# DATASET RECORDS
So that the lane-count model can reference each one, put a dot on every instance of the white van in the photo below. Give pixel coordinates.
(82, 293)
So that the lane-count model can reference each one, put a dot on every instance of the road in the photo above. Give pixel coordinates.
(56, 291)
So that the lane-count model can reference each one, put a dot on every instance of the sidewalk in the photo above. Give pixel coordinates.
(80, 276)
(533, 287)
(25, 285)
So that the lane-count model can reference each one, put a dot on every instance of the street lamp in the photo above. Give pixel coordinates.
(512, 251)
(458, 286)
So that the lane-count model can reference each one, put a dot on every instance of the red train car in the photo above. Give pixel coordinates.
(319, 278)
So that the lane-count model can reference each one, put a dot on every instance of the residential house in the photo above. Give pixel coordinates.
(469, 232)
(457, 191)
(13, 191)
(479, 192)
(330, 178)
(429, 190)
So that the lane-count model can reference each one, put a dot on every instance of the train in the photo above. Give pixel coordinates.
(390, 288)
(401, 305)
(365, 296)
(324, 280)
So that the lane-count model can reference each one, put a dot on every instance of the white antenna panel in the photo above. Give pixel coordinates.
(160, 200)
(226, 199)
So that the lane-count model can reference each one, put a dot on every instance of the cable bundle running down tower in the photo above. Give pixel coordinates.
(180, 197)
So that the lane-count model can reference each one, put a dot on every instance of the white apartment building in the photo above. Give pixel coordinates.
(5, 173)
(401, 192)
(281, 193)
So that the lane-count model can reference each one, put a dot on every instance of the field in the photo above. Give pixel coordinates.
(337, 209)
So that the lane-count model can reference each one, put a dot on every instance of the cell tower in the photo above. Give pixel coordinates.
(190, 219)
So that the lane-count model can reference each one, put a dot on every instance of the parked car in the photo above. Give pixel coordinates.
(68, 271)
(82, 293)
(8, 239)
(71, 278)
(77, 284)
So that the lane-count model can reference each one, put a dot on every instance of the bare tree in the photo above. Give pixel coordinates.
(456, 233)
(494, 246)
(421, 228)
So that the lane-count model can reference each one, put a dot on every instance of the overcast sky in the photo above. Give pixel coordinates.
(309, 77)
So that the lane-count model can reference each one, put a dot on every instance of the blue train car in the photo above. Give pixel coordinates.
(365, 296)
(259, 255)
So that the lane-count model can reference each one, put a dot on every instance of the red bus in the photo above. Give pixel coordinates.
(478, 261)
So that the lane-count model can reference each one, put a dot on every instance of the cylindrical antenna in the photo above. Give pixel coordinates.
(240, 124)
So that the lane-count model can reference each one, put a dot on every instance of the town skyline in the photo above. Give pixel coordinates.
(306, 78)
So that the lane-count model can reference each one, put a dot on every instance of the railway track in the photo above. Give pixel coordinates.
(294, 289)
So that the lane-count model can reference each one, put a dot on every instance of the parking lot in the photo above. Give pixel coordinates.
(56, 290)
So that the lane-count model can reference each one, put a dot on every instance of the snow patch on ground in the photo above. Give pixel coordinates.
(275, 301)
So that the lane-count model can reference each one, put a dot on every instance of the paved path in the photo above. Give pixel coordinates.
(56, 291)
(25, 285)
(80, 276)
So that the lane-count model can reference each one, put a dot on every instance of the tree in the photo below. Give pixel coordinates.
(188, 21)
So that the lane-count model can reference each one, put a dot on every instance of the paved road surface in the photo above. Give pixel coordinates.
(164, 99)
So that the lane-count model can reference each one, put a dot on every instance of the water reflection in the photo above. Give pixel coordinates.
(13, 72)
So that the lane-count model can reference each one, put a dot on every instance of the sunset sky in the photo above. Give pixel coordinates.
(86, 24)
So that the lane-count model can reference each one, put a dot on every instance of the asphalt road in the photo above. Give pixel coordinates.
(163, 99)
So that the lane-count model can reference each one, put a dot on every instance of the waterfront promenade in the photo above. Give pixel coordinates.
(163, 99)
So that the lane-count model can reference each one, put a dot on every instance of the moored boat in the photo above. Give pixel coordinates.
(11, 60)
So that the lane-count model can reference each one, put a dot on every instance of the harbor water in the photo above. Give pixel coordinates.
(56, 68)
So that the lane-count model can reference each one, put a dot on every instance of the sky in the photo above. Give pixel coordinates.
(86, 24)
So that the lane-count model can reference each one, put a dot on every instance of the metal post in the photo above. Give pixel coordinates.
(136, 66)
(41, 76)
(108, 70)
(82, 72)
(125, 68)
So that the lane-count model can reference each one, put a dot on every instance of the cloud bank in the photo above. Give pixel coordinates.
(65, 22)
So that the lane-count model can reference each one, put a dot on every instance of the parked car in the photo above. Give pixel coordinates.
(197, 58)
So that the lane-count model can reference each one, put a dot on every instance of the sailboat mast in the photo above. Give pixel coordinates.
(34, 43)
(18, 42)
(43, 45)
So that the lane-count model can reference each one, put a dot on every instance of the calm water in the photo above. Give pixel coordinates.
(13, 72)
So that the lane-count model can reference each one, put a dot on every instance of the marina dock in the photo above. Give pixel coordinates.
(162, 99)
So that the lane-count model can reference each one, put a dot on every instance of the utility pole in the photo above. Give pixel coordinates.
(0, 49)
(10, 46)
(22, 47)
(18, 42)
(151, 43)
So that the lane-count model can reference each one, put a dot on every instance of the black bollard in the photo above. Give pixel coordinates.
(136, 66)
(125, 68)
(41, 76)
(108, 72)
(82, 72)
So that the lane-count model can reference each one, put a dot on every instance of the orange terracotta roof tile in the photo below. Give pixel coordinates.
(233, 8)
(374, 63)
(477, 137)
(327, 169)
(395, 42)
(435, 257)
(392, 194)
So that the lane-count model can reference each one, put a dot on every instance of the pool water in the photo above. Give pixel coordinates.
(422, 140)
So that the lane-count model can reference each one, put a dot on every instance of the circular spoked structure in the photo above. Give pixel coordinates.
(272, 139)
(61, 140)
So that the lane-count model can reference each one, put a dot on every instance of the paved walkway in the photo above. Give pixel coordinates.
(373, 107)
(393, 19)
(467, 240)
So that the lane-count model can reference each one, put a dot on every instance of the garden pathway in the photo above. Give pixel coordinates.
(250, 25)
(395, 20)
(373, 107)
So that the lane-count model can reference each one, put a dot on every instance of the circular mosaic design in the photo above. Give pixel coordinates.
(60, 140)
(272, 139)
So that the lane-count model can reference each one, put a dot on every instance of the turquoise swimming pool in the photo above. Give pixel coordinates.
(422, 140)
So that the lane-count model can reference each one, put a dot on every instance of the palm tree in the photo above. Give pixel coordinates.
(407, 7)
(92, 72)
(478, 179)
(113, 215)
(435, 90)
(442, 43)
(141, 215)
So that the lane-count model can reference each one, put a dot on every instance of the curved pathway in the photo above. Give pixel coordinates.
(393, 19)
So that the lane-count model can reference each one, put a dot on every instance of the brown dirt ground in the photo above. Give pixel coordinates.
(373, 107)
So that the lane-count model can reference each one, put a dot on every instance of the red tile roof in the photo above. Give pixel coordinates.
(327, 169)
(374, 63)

# AIM
Reproduce, character for character, the lines from the one containing "roof in the photo above. Give pixel coordinates." through the final line of the entries above.

# SOLVED PROBLEM
So that the lane-count model can reference each one, put a dot on every instance of the red tile roof in the photo above. Give pixel coordinates.
(327, 169)
(374, 63)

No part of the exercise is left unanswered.